• Work to complete:
1) From the gerbil rehoming post, output verbatim the part that opens with the words containing "About a year" and closes with "home for them.".
2) In the gerbil rehoming post, how old does the poster believe Nigel is?

# Need to find a good home for my Gerbil Nigel (Essex)



## MattCB (Dec 18, 2015)

Hi there,

About a year ago I took Nigel in from a rescue (along with a couple of hamsters who I also need to rehome), I never thought I'd ever be in a position where I would have to give up my little animals, but sadly due to a bad change in personal circumstances I'm having to move in early January and will no longer be able to provide a home for them.

Nigel is a male gerbil, I believe he's about 2 years old, he's lively and friendly. A really cool little dude who loves to constantly burrow and dig around, he's really great to watch. He's likes to move around a lot and has a lot of energy, whenever your about he's quite curious and will always come up to see what your doing. Put some food on your hand and he'll happily jump onto it and sit there while he shuffles through the food. He's a great little character and deserves somewhere where he'll be loved and looked after.

• Data:
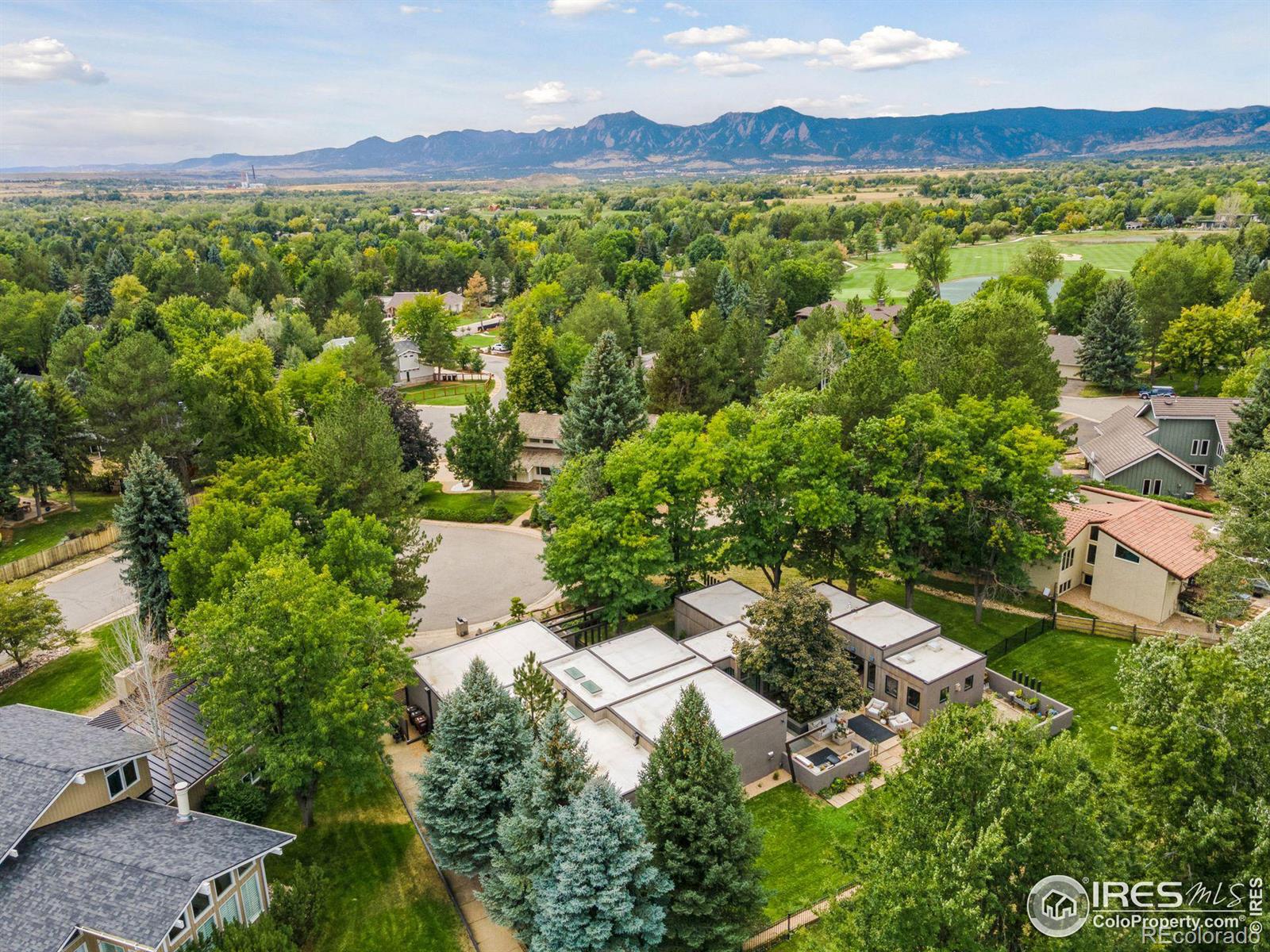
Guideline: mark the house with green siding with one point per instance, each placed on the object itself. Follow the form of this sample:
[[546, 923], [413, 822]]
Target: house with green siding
[[1164, 447]]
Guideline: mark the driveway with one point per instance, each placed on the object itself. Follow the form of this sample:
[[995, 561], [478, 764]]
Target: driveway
[[475, 573], [90, 594]]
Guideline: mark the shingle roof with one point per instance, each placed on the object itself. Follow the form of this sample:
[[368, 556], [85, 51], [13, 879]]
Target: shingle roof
[[126, 869], [1221, 410], [41, 752]]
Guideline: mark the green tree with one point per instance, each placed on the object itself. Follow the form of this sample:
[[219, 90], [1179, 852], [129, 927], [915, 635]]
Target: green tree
[[486, 448], [602, 892], [704, 839], [1109, 348], [929, 255], [313, 702], [1076, 298], [802, 659], [605, 405], [552, 776], [152, 511], [1251, 431], [29, 621], [479, 739]]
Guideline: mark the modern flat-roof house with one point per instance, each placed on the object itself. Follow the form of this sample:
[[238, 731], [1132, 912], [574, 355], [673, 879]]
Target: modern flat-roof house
[[1136, 555], [1165, 446], [541, 454], [88, 865], [619, 695]]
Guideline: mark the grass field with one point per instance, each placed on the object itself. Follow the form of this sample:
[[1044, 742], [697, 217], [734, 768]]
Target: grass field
[[384, 892], [1113, 251], [1079, 670], [442, 393], [93, 508], [471, 507], [808, 847], [70, 683]]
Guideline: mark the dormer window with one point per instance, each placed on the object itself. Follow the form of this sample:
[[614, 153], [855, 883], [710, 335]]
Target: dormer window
[[120, 778]]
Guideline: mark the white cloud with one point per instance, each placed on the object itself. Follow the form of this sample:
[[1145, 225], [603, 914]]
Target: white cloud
[[44, 60], [708, 36], [653, 60], [544, 94], [724, 65], [577, 8], [836, 105]]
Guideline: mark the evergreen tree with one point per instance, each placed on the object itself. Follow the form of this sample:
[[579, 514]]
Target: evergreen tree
[[603, 405], [67, 319], [602, 892], [552, 774], [702, 835], [1109, 348], [480, 736], [98, 300], [1249, 432], [152, 511]]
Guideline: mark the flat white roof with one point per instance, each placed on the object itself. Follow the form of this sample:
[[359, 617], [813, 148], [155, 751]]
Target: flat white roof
[[717, 645], [641, 653], [883, 625], [840, 602], [935, 659], [613, 752], [503, 651], [733, 706], [725, 601]]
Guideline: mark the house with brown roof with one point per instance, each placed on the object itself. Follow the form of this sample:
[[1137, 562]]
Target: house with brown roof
[[1132, 554]]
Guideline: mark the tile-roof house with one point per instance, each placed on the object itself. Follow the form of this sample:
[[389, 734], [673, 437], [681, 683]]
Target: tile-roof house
[[1134, 555], [90, 866], [1165, 446]]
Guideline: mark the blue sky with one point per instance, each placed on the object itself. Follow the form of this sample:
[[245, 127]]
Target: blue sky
[[158, 82]]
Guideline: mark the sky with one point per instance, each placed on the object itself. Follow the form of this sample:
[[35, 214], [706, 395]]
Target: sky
[[124, 82]]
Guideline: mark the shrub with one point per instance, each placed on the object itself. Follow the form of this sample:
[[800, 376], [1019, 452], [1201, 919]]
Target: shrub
[[235, 800]]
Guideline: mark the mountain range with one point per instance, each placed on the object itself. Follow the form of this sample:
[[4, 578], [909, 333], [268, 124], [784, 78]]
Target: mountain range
[[768, 140]]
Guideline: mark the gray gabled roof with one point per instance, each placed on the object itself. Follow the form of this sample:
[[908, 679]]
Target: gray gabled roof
[[41, 753], [127, 869]]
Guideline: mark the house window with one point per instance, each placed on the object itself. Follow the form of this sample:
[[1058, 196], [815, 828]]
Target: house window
[[251, 892], [121, 777]]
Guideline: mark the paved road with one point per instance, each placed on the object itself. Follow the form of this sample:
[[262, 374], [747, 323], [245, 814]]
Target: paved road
[[92, 594], [475, 573]]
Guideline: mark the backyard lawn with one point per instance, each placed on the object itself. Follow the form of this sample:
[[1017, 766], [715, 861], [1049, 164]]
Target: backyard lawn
[[1079, 670], [442, 393], [1114, 251], [70, 683], [384, 892], [808, 846], [474, 505], [93, 508]]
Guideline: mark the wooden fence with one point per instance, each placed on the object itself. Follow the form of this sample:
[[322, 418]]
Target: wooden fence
[[61, 552]]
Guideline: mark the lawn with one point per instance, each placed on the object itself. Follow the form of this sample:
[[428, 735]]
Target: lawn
[[1114, 251], [70, 683], [384, 892], [442, 393], [1079, 670], [473, 507], [808, 846], [93, 508]]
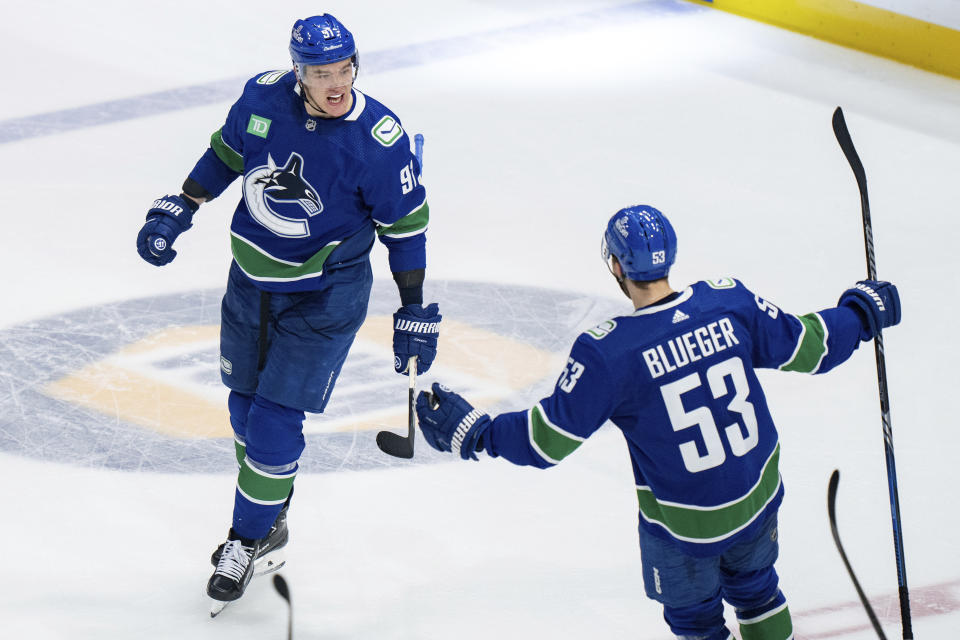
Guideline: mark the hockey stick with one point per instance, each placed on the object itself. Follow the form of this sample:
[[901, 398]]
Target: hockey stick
[[392, 443], [389, 442], [281, 586], [832, 513], [846, 144]]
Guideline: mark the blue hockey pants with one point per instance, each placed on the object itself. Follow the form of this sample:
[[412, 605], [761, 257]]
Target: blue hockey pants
[[692, 590]]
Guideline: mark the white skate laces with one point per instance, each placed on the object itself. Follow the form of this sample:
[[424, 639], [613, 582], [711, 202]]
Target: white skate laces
[[234, 560]]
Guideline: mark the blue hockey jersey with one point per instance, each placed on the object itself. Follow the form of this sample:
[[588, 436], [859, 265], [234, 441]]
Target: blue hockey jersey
[[677, 378], [316, 191]]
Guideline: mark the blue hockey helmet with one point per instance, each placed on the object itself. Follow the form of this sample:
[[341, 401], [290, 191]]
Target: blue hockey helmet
[[643, 242], [321, 40]]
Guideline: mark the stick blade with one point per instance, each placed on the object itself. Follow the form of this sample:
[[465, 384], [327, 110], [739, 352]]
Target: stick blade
[[280, 584], [395, 445], [832, 497], [846, 144]]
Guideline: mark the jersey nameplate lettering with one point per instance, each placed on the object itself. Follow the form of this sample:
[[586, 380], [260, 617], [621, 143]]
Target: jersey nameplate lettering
[[689, 347]]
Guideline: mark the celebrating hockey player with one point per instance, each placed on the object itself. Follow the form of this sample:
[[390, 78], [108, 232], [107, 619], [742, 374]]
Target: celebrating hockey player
[[325, 170], [676, 376]]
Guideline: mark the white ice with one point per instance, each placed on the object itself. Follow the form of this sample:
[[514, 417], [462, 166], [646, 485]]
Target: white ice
[[542, 118]]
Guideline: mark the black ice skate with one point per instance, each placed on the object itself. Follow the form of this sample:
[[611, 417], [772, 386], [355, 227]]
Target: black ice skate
[[233, 572], [270, 558]]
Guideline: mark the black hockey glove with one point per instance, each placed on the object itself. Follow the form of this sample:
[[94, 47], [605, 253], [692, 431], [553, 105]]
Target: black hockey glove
[[450, 423], [876, 303], [415, 332], [167, 218]]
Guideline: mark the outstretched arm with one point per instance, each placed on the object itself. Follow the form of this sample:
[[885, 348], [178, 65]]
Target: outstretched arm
[[582, 400]]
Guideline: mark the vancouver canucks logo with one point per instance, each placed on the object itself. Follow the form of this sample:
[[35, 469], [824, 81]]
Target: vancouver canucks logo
[[279, 185]]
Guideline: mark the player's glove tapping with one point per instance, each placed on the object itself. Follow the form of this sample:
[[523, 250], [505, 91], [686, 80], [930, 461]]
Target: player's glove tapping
[[167, 218], [450, 423], [415, 332], [876, 303]]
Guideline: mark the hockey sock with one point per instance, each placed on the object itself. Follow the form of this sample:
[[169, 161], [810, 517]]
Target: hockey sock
[[261, 494], [768, 622]]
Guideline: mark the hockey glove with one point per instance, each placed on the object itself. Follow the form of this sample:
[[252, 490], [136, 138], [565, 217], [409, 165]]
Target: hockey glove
[[167, 218], [450, 423], [415, 332], [876, 303]]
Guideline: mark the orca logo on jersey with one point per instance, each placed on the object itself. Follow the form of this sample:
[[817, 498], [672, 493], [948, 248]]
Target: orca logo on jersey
[[286, 184]]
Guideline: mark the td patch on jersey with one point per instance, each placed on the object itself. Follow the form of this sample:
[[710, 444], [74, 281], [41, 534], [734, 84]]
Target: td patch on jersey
[[387, 131]]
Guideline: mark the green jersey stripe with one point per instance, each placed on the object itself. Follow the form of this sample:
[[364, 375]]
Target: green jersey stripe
[[552, 443], [240, 449], [773, 625], [409, 225], [692, 523], [260, 265], [262, 487], [811, 346], [226, 154]]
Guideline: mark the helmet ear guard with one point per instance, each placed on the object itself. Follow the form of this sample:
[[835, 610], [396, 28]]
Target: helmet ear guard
[[643, 242]]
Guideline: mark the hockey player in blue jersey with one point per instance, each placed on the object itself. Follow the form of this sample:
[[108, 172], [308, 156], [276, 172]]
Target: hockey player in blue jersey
[[325, 171], [677, 377]]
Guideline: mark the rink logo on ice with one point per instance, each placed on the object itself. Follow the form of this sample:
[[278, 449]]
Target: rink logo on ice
[[137, 384]]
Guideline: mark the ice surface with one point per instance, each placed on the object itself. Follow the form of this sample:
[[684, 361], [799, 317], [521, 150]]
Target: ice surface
[[541, 119]]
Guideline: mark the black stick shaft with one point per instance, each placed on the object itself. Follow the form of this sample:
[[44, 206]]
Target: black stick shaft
[[832, 512], [846, 144]]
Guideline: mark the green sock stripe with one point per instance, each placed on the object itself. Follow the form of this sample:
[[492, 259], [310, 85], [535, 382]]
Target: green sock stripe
[[227, 155], [773, 625], [409, 225], [812, 346], [260, 265], [241, 450], [705, 525], [262, 487], [550, 441]]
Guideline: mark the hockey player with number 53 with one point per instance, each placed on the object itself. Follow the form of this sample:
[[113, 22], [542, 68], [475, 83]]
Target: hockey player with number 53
[[325, 171], [676, 376]]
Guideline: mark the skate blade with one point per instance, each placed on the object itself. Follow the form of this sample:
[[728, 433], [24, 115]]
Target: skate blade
[[216, 606], [266, 565]]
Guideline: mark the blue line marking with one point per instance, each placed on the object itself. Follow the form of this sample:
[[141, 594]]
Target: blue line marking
[[150, 104]]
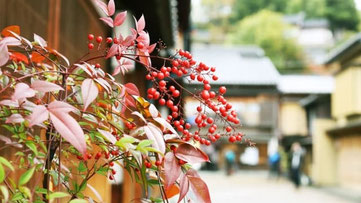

• Exercise solutions:
1)
About a year ago I took Nigel in from a rescue (along with a couple of hamsters who I also need to rehome), I never thought I'd ever be in a position where I would have to give up my little animals, but sadly due to a bad change in personal circumstances I'm having to move in early January and will no longer be able to provide a home for them.

2) About 2 years old.